:: WORK REQUEST ::
Return only the lines running from the first line of the listing through the one with "# set a point on every instance of the distant", unchanged.
*** DATASET RECORDS ***
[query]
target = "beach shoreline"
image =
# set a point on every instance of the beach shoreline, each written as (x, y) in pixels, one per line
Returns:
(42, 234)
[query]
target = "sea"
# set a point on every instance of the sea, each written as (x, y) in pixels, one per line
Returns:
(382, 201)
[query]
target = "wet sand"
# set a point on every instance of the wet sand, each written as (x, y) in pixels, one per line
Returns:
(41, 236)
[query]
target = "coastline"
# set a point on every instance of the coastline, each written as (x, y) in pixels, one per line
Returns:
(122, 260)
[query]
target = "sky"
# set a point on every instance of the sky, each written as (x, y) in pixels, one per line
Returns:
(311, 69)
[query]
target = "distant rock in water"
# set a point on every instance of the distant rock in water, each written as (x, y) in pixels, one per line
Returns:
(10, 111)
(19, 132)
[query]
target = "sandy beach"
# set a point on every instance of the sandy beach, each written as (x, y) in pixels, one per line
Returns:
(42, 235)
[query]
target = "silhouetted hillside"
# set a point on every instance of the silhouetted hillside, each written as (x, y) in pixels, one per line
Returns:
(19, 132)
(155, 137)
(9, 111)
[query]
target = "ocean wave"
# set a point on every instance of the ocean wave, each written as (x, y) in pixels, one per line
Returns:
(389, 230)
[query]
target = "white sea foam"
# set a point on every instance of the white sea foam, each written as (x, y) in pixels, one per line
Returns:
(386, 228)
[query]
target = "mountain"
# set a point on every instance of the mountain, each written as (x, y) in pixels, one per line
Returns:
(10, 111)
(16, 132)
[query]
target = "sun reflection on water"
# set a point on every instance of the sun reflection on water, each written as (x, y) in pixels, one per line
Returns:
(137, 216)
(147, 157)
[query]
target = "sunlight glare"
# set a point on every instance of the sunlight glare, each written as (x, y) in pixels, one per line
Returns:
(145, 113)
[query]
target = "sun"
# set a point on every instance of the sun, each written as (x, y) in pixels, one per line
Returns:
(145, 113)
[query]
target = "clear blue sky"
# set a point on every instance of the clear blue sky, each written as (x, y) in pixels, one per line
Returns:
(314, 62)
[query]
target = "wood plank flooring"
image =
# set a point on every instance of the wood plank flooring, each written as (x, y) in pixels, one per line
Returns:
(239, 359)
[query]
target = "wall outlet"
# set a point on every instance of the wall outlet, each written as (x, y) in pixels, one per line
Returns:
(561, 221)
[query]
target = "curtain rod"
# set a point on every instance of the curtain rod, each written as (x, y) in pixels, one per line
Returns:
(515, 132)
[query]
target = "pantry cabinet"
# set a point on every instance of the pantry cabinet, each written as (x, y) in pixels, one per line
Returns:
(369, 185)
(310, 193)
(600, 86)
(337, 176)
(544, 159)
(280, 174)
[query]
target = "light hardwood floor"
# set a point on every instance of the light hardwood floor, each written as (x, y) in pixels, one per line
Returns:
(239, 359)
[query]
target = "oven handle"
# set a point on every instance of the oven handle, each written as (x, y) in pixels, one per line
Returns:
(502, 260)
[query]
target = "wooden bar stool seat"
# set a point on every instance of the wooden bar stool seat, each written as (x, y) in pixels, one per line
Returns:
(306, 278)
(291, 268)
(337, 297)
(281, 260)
*** End of DATASET RECORDS ***
:: RESPONSE TO THE EXERCISE ::
[query]
target = "beach shoreline"
image =
# set a point on every instance of the beach shoreline, each written as (x, y) in pixels, one per line
Returns:
(42, 234)
[query]
target = "sea"
# set a point on every instance of the sea, each written as (x, y) in pixels, one per line
Returns:
(382, 201)
[query]
target = "wet sand"
# set a point on every instance of the wet sand, each written as (x, y) in pixels, one per line
Returns:
(41, 236)
[query]
target = "coastline"
# set a point on every instance of the coastline, each written as (x, y) in pixels, one per line
Returns:
(122, 260)
[query]
target = "sky"
# set a point on every instance of the sky, each written as (x, y) in pixels, one per line
Returns:
(311, 69)
[query]
target = "distant rock in water"
# set a point on every instance of the distant rock in water, each written as (x, y) in pixels, one per line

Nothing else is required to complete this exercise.